# PROBLEM STATEMENT
Go through the entries and copy every line that has the string "outline" in it.

BEGIN EXTRACTED RECORDS

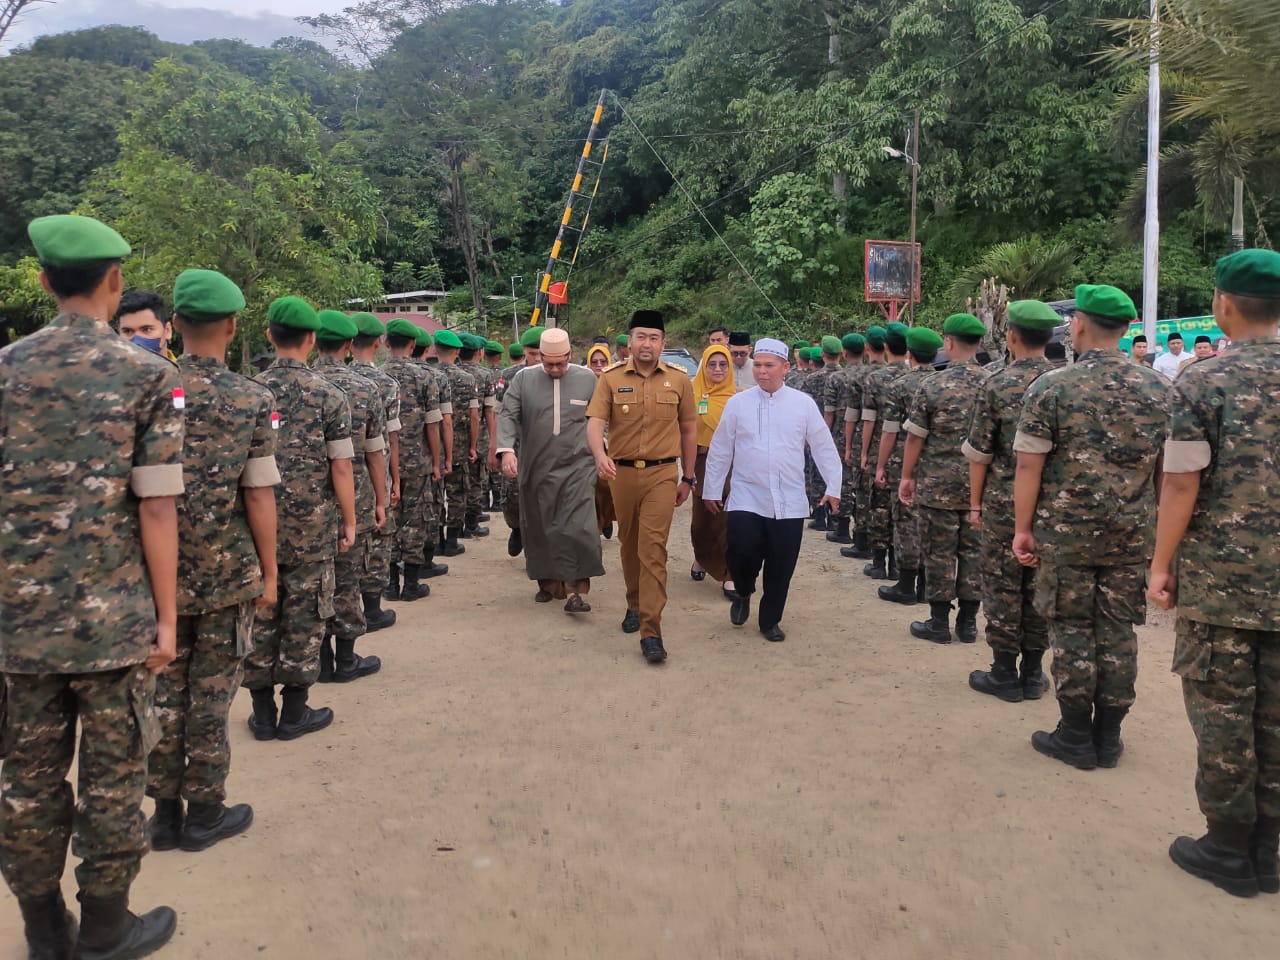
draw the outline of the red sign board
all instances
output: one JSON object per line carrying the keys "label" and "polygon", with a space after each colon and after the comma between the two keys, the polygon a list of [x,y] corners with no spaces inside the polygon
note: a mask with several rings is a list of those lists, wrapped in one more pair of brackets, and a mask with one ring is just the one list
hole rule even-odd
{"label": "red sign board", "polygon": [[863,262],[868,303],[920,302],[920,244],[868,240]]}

END EXTRACTED RECORDS
BEGIN EXTRACTED RECORDS

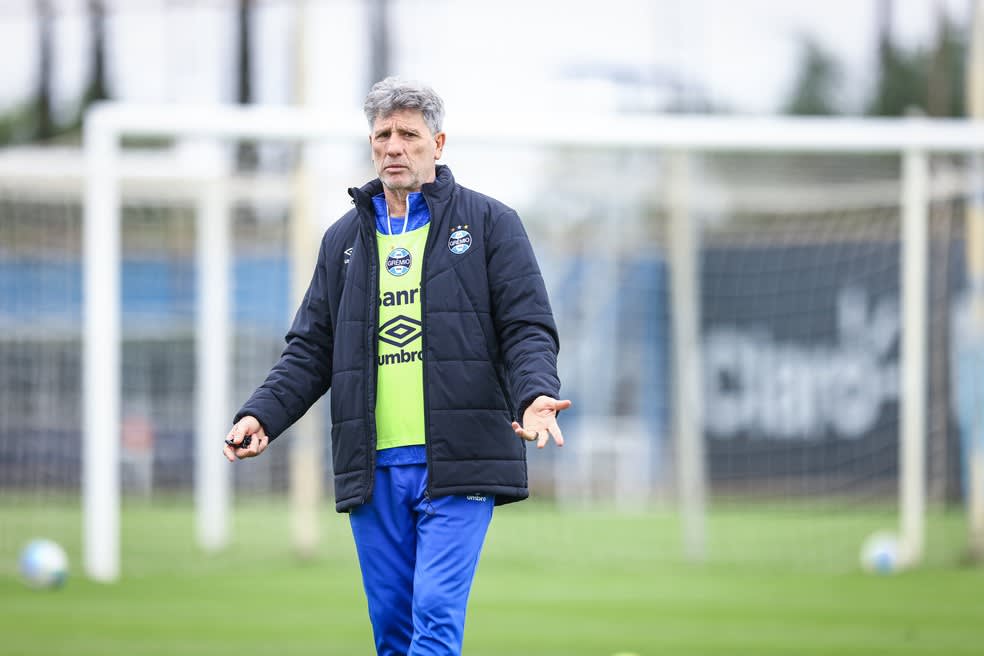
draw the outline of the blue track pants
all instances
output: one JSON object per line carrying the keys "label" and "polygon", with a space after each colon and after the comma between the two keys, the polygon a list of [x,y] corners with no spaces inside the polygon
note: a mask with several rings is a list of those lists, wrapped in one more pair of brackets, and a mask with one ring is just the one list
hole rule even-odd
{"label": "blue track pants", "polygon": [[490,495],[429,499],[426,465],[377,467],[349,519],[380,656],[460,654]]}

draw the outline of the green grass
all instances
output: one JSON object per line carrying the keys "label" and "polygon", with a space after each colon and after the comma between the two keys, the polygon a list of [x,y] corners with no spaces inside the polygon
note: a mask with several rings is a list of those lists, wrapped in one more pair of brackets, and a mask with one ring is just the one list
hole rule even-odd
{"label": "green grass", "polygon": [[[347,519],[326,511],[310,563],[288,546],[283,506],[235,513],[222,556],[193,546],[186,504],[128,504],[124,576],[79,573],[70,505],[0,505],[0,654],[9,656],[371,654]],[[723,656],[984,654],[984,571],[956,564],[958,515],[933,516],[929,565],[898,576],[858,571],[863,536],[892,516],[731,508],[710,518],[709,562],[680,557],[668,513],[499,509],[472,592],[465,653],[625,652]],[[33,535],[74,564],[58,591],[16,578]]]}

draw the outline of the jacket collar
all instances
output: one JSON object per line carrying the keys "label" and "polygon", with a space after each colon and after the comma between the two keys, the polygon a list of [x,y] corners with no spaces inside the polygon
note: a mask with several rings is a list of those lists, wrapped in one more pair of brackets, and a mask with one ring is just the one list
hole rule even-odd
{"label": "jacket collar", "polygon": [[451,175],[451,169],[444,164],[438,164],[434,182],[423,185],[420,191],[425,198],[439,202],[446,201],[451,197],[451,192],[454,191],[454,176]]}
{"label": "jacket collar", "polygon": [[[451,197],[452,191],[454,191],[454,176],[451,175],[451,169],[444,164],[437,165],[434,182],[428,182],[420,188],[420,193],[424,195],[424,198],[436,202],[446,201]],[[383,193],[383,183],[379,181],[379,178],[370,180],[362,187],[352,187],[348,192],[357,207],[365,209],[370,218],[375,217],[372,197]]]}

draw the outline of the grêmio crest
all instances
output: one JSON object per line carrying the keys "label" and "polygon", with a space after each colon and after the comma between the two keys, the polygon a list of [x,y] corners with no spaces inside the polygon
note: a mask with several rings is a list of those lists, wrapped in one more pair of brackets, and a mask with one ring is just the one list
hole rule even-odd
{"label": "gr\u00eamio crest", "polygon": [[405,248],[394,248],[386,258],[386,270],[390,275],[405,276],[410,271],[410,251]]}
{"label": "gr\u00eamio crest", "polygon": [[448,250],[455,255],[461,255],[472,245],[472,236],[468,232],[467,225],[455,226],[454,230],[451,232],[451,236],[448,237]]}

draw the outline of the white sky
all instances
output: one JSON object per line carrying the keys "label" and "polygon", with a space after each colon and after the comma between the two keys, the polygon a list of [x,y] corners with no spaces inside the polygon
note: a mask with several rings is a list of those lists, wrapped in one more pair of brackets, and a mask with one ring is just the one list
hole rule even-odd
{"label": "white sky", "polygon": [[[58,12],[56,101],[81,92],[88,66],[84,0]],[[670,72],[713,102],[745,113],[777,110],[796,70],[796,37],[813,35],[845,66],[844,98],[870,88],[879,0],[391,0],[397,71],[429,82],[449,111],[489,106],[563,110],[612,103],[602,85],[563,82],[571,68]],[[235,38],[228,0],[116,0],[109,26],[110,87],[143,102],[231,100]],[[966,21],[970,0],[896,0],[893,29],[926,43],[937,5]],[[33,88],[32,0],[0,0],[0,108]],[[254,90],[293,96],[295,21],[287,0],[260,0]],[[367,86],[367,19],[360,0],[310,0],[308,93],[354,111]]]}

END EXTRACTED RECORDS

# TASK OUTPUT
draw the outline of the red sign board
draw the outline of the blue track pants
draw the outline of the green grass
draw the outline of the jacket collar
draw the outline of the grêmio crest
draw the outline of the white sky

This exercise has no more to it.